• REQUIREMENT
For each line of the listing that holds "below", show the full line.
= Beginning of Section =
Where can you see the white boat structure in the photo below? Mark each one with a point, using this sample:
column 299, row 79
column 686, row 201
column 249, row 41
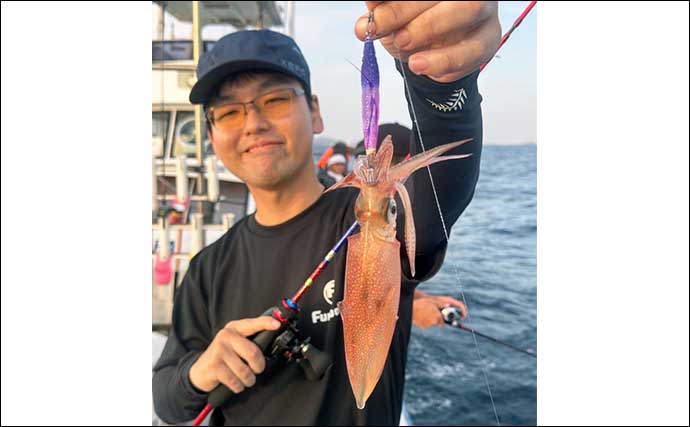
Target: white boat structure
column 186, row 174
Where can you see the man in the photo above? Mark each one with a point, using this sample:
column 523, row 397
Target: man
column 255, row 87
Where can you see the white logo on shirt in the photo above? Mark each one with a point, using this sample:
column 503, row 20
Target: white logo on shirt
column 456, row 101
column 328, row 291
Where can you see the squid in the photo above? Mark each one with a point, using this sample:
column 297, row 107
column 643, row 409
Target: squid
column 373, row 269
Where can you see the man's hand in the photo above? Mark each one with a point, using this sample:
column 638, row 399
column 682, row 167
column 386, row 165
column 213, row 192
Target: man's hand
column 231, row 358
column 426, row 309
column 443, row 40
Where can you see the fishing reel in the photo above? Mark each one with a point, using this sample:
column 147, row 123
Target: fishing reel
column 452, row 316
column 284, row 343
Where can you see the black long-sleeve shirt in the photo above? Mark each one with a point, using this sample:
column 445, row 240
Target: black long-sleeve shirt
column 253, row 267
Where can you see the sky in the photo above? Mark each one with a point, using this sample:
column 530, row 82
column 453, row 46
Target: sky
column 325, row 33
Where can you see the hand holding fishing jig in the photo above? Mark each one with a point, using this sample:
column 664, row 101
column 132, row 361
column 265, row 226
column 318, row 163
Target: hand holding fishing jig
column 442, row 40
column 231, row 358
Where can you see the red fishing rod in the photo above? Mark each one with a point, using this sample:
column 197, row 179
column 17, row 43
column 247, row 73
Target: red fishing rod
column 515, row 25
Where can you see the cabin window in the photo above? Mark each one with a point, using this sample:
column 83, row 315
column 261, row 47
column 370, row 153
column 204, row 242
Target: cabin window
column 184, row 139
column 159, row 132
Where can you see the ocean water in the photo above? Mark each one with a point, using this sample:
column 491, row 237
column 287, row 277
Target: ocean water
column 492, row 255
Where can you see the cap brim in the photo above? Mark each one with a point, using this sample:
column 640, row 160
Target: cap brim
column 203, row 89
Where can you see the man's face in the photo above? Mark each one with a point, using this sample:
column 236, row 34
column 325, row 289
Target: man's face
column 267, row 153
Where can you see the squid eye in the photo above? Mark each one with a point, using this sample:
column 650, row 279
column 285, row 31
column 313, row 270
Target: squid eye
column 392, row 211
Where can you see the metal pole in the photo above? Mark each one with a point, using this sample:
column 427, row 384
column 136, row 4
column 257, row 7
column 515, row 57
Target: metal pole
column 290, row 19
column 196, row 37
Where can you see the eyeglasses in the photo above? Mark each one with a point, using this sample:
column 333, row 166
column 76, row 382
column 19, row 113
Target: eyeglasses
column 272, row 105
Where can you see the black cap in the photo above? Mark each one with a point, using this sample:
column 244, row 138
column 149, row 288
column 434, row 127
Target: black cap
column 248, row 50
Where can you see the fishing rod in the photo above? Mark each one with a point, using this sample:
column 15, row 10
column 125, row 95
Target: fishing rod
column 517, row 22
column 286, row 340
column 452, row 317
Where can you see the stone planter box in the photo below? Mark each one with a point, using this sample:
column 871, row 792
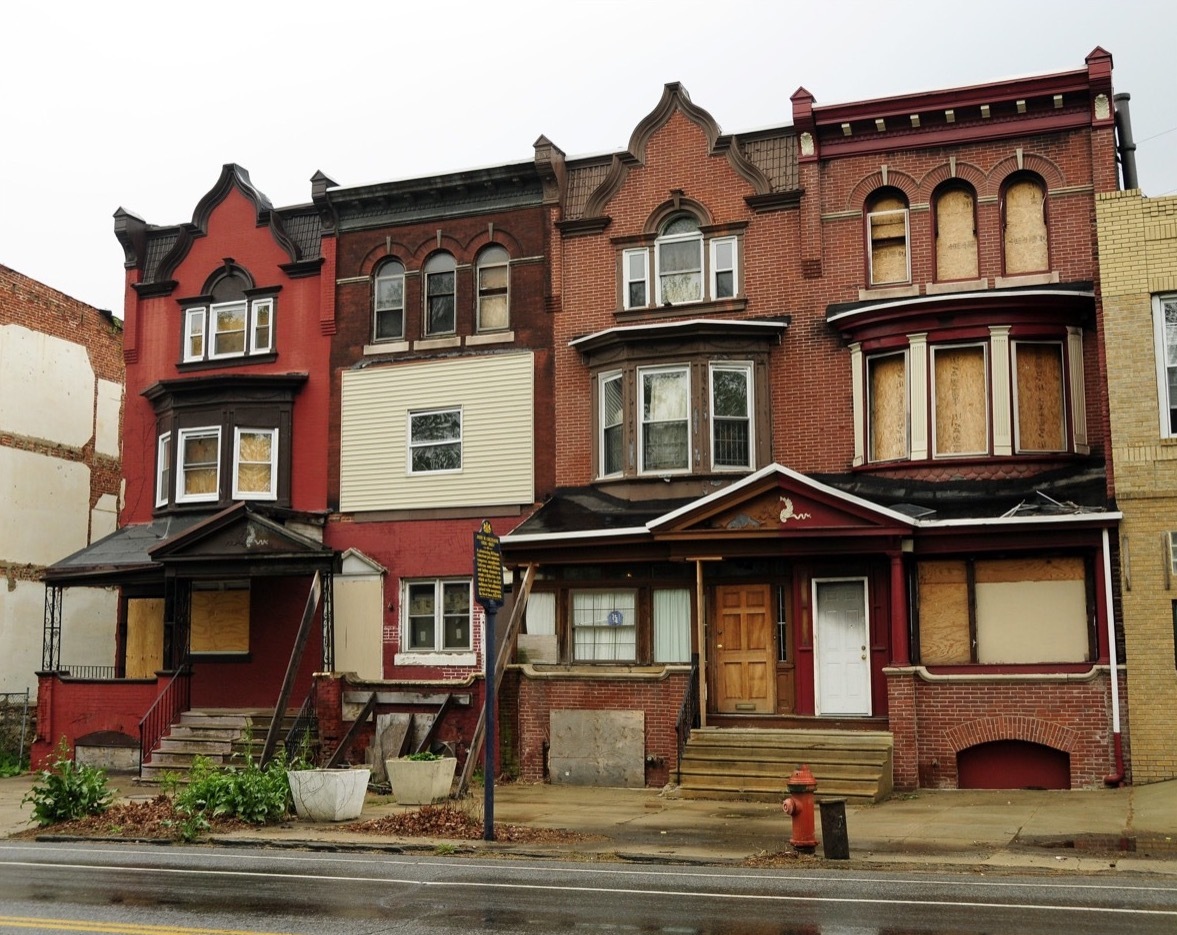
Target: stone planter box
column 328, row 795
column 420, row 782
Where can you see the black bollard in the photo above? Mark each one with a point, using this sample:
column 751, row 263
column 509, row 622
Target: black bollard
column 835, row 844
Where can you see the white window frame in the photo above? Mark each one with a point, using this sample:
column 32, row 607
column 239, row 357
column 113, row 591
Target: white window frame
column 195, row 326
column 618, row 377
column 695, row 237
column 642, row 373
column 1166, row 402
column 388, row 270
column 183, row 436
column 163, row 469
column 716, row 269
column 261, row 339
column 604, row 624
column 238, row 493
column 906, row 240
column 732, row 366
column 412, row 445
column 214, row 333
column 642, row 254
column 480, row 264
column 439, row 616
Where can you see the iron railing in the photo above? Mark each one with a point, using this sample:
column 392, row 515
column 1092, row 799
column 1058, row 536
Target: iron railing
column 687, row 713
column 174, row 698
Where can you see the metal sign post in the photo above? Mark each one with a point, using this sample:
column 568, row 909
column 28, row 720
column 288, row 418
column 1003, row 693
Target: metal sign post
column 489, row 592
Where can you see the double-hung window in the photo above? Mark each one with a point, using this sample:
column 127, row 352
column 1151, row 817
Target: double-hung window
column 440, row 294
column 665, row 419
column 731, row 416
column 434, row 441
column 438, row 616
column 1164, row 332
column 255, row 464
column 199, row 464
column 388, row 305
column 612, row 424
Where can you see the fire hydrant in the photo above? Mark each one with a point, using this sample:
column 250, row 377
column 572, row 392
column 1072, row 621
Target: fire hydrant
column 799, row 807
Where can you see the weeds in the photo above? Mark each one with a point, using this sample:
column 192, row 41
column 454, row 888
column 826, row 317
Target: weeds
column 67, row 790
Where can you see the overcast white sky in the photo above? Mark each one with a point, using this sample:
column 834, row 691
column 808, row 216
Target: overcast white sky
column 139, row 104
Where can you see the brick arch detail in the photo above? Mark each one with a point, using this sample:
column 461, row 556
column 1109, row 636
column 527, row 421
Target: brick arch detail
column 1011, row 728
column 900, row 180
column 965, row 172
column 1039, row 165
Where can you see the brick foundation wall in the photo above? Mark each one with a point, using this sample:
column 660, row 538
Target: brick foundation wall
column 933, row 721
column 526, row 707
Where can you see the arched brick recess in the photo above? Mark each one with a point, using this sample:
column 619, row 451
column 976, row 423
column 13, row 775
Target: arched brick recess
column 1011, row 728
column 1030, row 163
column 965, row 172
column 900, row 180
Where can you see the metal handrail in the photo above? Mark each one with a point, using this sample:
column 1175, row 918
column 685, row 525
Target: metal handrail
column 174, row 698
column 687, row 714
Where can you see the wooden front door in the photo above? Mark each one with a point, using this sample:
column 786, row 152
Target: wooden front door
column 744, row 654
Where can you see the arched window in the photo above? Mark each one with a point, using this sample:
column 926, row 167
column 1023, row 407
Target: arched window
column 886, row 238
column 956, row 232
column 439, row 294
column 388, row 302
column 493, row 290
column 1024, row 221
column 678, row 260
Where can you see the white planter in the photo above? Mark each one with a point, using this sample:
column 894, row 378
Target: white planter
column 420, row 782
column 328, row 795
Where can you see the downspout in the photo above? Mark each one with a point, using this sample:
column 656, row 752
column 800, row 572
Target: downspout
column 1125, row 145
column 1117, row 777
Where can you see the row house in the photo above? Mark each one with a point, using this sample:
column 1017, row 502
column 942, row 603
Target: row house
column 795, row 439
column 831, row 450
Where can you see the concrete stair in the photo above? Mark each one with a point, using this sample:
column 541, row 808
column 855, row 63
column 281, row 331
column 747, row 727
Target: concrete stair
column 755, row 764
column 226, row 736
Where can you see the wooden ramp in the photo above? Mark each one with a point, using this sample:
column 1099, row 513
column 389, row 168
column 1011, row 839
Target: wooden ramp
column 755, row 764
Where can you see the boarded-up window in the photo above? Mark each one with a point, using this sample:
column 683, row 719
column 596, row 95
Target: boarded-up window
column 145, row 637
column 888, row 400
column 886, row 234
column 1025, row 227
column 220, row 618
column 962, row 400
column 1032, row 610
column 1039, row 397
column 956, row 234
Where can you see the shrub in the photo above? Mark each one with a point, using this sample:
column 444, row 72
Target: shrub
column 251, row 793
column 67, row 790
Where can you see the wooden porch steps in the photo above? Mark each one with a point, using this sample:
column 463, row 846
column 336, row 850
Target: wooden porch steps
column 755, row 764
column 224, row 735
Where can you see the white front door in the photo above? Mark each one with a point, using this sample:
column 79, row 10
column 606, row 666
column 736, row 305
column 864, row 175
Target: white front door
column 840, row 647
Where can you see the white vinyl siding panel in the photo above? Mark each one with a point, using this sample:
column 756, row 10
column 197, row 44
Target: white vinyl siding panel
column 496, row 396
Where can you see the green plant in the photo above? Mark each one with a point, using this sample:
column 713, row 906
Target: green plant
column 67, row 790
column 251, row 793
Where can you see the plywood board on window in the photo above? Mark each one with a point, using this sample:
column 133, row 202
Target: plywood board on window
column 1039, row 388
column 145, row 637
column 944, row 614
column 220, row 621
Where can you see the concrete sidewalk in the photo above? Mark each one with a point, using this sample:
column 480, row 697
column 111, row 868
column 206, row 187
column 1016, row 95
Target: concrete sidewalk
column 1092, row 830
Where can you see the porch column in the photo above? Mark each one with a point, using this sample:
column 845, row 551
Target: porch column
column 900, row 636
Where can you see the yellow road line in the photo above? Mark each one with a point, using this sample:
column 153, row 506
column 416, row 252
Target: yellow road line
column 115, row 928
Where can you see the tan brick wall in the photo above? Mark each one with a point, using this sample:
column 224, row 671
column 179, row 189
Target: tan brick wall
column 1138, row 259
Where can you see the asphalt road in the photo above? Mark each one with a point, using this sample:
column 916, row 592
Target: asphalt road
column 150, row 890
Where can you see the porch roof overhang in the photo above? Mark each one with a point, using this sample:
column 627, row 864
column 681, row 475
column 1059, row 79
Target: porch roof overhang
column 235, row 542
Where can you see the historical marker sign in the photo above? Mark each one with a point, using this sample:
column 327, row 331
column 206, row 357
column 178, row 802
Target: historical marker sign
column 487, row 567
= End of Section =
• ANSWER SPACE
Where can you see the white boat structure in the photo below? Mark each one with a point, using this sample:
Where can you see the stone planter box in the photo below? Mark each one with a point, using this sample:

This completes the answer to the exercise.